Assigned task:
Can you write out, word for word, the stretch of the article on Rochester's downtown investment from "The non-Mayo private" through "of the DMC."?
--- Source passage Enclosed Below ---
– The Mayo Clinic and private investors lured by the state’s largest-ever economic development project spent another $131 million last year remaking downtown Rochester as work continued or began on Mayo buildings, a towering hotel, a key research building, retail space, parking and public amenities.

The sum invested was slightly less than the year before, when $145 million poured into the city, a drop that officials attributed to the timing of major construction projects rather than a slowdown in the growth of the 20-year Destination Medical Center plan that was launched in 2013.

The $5.6 billion DMC plan blends private investment with public dollars to dramatically grow the city as the Mayo Clinic adds staff and expands its campus to retain its global brand.

The private investments will trigger the release of about $7.3 million in taxpayer funds this year, just some of the $585 million in public money that the Legislature has pledged to provide to the city to help pay for infrastructure related to the development.

Lisa Clarke, executive director of the Destination Medical Center Economic Development Agency, said the rising level of private investment in Rochester has gone according to plan.

“I’m nothing but encouraged by the pace of private investment,” she said.

The latest investment figures were announced at a meeting in the city’s newly renovated civic center. On city blocks nearby, construction cranes and hard-hatted crews, now a common sight downtown, worked on DMC projects, including an $84 million Hilton Hotel and a $16 million research facility in Discovery Square, a 16-block area of Rochester where Mayo doctors and entrepreneurs will brainstorm on the next generation of health care technology.

The two projects accounted for the bulk of private investment in the DMC last year, but some of the others included two four-story apartment buildings, a new ice cream shop, new office space, and renovations to offices and condominiums.

The non-Mayo private investment totaled $44.7 million last year, a 16 percent increase from the previous year’s investment of $38.1 million.

The Mayo Clinic, meanwhile, made $86.4 million in DMC investments last year, a drop from $107 million a year earlier.

Doug Holtan, chairman of Mayo’s Department of Facilities and Support Services, said the long-term investment trend remains positive, with a $200 million, four-year project approved last year by Mayo’s board of trustees for the Mayo Clinic Hospital, St. Marys Campus.

Mayo has said it plans to invest $3.5 billion in its Rochester campus over the 20-year life of the DMC.

The hospital has defended use of public money to help pay for infrastructure related to the development by saying it will more than pay for itself with the anticipated increased tax revenue from the city’s growth. City tax revenue has grown sharply in recent years, from $61.8 million in 2012 to $82.7 million in 2016, according to the DMC EDA office. Some of that growth is from increases in the local sales tax and lodging tax.

City Council Member Michael Wojcik said Thursday that he’s pleased with the pace of Mayo’s and Rochester’s expansion.

“If anything, the pace is faster than I expected,” he said.
--- End of Enclosed Source passage ---
--- Data section Enclosed Below ---
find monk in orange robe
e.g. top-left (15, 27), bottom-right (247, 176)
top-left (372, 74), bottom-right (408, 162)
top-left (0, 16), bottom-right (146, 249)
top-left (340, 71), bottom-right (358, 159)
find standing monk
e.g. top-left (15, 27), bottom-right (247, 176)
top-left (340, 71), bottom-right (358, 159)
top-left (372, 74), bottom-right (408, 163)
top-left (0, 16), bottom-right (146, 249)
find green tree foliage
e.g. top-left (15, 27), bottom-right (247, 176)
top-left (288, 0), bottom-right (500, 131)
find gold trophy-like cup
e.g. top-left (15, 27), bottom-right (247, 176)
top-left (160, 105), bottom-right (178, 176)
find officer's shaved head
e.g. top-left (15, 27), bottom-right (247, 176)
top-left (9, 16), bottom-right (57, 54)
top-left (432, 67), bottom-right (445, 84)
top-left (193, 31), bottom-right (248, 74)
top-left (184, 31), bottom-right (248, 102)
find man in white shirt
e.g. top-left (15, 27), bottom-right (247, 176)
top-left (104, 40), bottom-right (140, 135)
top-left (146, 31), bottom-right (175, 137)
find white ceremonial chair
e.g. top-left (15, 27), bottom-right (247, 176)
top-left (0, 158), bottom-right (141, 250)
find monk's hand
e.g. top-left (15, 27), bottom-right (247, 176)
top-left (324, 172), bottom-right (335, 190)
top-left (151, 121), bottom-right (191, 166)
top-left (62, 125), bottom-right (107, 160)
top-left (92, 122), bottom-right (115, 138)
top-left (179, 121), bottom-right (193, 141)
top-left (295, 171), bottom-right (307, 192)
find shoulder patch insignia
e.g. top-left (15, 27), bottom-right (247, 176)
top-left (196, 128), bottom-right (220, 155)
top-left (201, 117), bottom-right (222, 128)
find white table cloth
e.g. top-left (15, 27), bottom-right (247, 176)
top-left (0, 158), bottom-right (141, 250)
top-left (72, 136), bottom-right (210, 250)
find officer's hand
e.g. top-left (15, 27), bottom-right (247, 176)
--- End of Enclosed Data section ---
Exercise response:
The non-Mayo private investment totaled $44.7 million last year, a 16 percent increase from the previous year’s investment of $38.1 million.

The Mayo Clinic, meanwhile, made $86.4 million in DMC investments last year, a drop from $107 million a year earlier.

Doug Holtan, chairman of Mayo’s Department of Facilities and Support Services, said the long-term investment trend remains positive, with a $200 million, four-year project approved last year by Mayo’s board of trustees for the Mayo Clinic Hospital, St. Marys Campus.

Mayo has said it plans to invest $3.5 billion in its Rochester campus over the 20-year life of the DMC.